[Start of Attachment]

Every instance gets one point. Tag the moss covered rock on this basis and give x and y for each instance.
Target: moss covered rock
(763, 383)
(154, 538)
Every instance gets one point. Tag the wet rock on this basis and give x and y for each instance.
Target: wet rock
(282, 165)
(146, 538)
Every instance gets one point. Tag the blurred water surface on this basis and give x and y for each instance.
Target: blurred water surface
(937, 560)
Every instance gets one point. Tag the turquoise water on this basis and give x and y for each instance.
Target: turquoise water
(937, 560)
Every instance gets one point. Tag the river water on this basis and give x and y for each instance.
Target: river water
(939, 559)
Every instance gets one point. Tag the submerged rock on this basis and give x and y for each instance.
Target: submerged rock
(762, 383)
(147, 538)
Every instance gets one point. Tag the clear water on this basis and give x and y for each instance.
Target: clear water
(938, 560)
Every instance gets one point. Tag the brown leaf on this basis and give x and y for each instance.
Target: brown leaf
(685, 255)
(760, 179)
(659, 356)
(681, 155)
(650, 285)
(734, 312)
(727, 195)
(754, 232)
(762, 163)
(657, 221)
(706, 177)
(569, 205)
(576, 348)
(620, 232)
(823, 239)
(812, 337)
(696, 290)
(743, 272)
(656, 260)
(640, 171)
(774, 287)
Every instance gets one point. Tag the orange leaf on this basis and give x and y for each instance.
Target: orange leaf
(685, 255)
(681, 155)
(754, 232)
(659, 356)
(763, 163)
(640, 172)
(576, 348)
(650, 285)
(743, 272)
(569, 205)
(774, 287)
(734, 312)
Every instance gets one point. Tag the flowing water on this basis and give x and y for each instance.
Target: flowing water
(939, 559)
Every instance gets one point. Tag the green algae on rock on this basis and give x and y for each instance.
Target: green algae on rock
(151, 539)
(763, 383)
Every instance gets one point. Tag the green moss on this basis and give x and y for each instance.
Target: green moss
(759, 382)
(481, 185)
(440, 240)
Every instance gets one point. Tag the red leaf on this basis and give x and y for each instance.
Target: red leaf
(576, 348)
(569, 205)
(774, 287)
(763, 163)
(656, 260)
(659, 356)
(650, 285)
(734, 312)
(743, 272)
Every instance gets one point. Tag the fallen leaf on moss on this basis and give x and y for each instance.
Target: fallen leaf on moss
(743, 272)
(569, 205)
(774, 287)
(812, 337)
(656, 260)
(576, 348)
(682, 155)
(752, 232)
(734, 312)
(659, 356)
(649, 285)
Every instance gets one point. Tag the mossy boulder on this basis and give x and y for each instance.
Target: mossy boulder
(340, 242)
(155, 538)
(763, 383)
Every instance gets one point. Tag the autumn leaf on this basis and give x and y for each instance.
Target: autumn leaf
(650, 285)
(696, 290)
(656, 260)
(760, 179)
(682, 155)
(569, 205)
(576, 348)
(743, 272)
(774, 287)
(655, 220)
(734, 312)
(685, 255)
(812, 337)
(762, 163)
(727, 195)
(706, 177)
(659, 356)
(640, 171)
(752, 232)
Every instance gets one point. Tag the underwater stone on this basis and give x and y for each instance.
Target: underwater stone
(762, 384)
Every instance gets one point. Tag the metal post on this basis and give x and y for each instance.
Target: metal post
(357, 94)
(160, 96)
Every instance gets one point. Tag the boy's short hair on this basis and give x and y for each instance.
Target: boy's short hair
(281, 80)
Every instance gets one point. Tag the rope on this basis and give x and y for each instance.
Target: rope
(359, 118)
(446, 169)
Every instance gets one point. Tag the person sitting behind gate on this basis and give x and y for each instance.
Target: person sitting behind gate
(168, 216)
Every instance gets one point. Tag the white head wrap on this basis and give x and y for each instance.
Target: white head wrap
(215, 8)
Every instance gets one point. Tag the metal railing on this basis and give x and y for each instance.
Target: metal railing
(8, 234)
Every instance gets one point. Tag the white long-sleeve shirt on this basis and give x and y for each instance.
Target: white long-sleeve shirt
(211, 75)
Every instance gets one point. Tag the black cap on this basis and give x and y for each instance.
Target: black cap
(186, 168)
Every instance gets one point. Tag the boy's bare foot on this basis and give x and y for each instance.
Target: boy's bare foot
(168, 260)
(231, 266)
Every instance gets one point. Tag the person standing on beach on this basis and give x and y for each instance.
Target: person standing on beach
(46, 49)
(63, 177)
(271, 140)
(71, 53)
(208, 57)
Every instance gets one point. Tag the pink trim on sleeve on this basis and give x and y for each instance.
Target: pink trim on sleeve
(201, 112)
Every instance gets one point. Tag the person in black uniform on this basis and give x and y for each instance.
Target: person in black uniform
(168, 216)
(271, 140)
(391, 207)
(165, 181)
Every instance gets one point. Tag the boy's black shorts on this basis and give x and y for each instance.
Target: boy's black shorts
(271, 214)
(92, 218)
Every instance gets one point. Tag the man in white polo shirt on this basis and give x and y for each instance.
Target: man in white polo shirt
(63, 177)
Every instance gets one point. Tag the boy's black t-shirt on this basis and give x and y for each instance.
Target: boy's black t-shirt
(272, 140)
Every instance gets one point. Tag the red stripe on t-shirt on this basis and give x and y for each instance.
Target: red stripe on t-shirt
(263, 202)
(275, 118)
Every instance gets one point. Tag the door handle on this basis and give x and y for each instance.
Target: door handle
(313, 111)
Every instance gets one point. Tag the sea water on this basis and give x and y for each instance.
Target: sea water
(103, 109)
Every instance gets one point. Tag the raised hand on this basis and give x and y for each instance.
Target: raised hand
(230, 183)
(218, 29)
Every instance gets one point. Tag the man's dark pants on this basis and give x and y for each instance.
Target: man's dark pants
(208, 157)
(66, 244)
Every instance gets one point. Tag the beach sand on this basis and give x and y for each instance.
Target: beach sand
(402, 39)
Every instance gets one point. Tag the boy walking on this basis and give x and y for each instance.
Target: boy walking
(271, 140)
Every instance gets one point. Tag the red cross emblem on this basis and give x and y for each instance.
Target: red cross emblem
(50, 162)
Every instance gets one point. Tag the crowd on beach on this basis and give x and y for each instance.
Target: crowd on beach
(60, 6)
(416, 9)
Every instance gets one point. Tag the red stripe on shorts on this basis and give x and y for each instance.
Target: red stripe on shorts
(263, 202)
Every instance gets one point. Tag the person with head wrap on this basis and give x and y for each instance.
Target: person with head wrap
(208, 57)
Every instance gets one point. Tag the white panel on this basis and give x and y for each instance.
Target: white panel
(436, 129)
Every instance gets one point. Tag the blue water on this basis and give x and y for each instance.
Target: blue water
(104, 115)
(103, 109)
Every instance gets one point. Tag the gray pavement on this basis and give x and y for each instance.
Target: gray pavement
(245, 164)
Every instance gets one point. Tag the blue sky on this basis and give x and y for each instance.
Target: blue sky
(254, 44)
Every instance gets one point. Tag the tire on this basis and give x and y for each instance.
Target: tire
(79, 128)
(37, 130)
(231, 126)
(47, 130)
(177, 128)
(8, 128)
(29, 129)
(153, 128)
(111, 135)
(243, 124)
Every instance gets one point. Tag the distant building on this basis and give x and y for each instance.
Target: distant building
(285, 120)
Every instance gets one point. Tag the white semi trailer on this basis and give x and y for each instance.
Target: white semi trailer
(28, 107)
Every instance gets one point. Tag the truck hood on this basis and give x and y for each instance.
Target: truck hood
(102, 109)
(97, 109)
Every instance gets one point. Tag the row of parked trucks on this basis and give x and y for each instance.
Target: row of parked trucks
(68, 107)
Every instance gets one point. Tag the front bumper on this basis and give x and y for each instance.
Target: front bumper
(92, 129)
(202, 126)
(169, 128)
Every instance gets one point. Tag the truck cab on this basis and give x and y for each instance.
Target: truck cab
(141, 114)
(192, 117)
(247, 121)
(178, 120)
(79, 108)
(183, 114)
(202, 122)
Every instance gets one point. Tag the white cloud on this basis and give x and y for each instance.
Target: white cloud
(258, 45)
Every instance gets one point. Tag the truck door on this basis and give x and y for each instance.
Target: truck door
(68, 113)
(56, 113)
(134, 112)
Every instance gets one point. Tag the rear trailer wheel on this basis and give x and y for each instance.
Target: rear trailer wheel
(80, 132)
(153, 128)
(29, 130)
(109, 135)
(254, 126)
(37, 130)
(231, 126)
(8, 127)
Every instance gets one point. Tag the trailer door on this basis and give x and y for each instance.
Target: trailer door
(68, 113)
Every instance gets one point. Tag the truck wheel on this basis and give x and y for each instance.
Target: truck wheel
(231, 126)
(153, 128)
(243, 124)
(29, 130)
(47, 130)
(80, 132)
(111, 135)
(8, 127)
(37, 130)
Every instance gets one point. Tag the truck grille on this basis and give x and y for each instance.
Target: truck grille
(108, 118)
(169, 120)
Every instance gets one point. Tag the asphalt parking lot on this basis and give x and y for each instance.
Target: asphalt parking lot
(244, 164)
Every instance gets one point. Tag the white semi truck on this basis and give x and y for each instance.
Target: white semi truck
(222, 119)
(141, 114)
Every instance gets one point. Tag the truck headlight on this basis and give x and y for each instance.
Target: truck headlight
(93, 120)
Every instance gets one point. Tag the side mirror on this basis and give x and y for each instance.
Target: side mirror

[End of Attachment]

Directions :: Could you restate, word for word, the lines above from the one with "Every instance gets one point. Tag the boy's black shorts" to the one with "Every instance gets one point. Tag the man in", both included?

Written answer ::
Every instance gets one point. Tag the boy's black shorts on this basis and give x and y for each instance.
Target: boy's black shorts
(271, 214)
(92, 218)
Every instance gets one point. Tag the man in white polo shirt on this basis and give x and y for each instance.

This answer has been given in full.